======== Trecho do texto
Título Original: Gentlemen’s Agreement

Direção: Elia Kazan

Avaliação: IMDB 7,4 |  Roger Ebert — |  Rotten Tomatoes 78% | 77%


   As palavras de Pitágoras (570 – 495 a.C.), “o universo é uma harmonia de contrários”, explicitam duas das maiores riquezas do ser humano: a diversidade, forma única de cada ser manifestar o amor através de seus dons e talentos, e a espiritualidade, que na prática é a capacidade de relacionar-se com o outro sem machucá-lo ou se machucar. Ambas, expressões da essência (amorosa) de todo ser.

A existência de indivíduos diferentes, com suas diferentes culturas, etnias e gerações faz com que o mundo se torne mais completo, mas a convivência somente é possível se essas diferenças forem respeitadas.

A Declaração Universal dos Direitos Humanos, aprovada na Assembleia Geral das Nações Unidas em 10 de dezembro de 1948, diz que não deve haver, em nenhum momento, discriminação por raça, cor, gênero, idioma, nacionalidade, opinião ou qualquer outro motivo, como também registra o direito à liberdade de opinião e de expressão, o que implica o direito de não ser inquietado pelas opiniões e o de procurar, receber e difundir, informações e ideias por qualquer meio de expressão, sem consideração de fronteiras.

As razões da divergência
são mais úteis do que as
da concordância, porque
suscitam reflexão e o
reexame de nossas
opiniões.
— BENEDITO CALHEIROS BONFIM —

‘Acordo de Cavalheiros’, tradução literal do título original, ‘Gentlemen’s Agreement’, explicita o real teor deste filme, que fala sobre preconceito e discriminação, mas não sobre o preconceituoso em si,  o ‘agente’ do ódio e da violência, ou mesmo sobre quem sofre com o preconceito, mas sobre as ‘boas pessoas’, aquelas que criticam a discriminação, mas silenciam frente a palavras e ações preconceituosas.

O que me assusta não
são as ações e os gritos
das pessoas más, mas
a indiferença e o silêncio
das pessoas boas.
— MARTIN LUTHER KING JR. —

Essa frase, de valor inquestionável, é exata. É sob o silêncio cúmplice de pessoas ‘decentes‘ que o preconceito é ratificado e alguns dos maiores crimes acabam sendo perpetrados.

Martin Niemöller (1892-1984), pastor luterano simpatizante do nazismo no início do movimento, também se manifestou a respeito dessa cumplicidade: “Um dia, vieram e levaram meu vizinho, que era judeu. Como não sou judeu, não me incomodei. No dia seguinte, vieram e levaram meu outro vizinho, que era comunista. Como não sou comunista, não me incomodei. No terceiro dia, vieram e levaram meu vizinho católico. Como não sou católico, não me incomodei. No quarto dia, vieram e me levaram. Já não havia mais ninguém para reclamar.”

Se você é neutro em
situações de injustiça,
você escolhe o lado
do opressor.
— DESMOND TUTU —

O silêncio e a neutralidade só ajudam o opressor. Uma afirmação dura. Uma tradução do expressão popular “quem cala, consente” e leva à necessidade da compreensão da tênue diferença entre o respeito e a conivência.
================
======== Material fornecido
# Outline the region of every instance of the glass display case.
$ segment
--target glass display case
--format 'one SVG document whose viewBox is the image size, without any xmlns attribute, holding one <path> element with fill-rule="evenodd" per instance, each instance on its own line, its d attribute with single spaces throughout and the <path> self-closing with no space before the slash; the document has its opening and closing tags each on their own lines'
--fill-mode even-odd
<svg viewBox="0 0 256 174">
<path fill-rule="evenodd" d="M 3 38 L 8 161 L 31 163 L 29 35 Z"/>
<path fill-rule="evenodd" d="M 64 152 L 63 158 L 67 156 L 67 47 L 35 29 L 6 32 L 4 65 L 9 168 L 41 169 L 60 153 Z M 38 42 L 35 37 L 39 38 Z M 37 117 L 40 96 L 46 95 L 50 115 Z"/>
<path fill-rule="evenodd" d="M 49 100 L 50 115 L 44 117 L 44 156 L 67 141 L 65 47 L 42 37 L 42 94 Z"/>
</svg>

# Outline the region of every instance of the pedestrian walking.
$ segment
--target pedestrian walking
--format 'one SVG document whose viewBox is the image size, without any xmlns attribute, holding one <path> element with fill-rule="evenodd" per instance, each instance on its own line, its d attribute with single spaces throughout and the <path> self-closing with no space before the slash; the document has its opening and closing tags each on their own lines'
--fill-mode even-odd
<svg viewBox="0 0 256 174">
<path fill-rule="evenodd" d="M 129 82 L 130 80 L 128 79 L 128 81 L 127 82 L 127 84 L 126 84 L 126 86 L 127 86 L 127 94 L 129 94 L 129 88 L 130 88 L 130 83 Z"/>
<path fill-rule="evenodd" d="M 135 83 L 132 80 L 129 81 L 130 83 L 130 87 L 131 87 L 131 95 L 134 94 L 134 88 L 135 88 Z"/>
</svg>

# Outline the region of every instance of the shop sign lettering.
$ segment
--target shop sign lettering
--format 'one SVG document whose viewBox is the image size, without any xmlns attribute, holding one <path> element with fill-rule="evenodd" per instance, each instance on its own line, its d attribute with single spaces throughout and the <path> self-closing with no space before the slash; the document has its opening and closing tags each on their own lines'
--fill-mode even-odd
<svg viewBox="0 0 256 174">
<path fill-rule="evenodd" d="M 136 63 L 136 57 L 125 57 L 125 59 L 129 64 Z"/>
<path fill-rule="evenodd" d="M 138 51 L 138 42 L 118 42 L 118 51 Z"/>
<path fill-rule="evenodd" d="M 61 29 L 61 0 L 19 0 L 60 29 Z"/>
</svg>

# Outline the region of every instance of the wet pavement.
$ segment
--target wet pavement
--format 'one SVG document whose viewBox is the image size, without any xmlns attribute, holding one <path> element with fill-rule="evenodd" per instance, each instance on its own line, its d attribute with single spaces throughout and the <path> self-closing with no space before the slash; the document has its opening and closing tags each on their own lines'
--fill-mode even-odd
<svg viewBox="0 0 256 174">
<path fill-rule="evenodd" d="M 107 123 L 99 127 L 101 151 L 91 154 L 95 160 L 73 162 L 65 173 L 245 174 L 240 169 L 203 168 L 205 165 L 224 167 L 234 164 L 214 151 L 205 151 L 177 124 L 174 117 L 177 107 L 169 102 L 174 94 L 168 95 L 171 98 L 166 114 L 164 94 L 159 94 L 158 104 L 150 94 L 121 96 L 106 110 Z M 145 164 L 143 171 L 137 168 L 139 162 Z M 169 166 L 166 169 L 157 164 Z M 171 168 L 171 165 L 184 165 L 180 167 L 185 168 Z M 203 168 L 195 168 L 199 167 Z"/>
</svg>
================
O que fazer =>
De acordo com o texto sobre o filme "Acordo de Cavalheiros", em que data a Declaração Universal dos Direitos Humanos foi aprovada? Este material vem de outra fonte.

Resposta final =>
Em 10 de dezembro de 1948.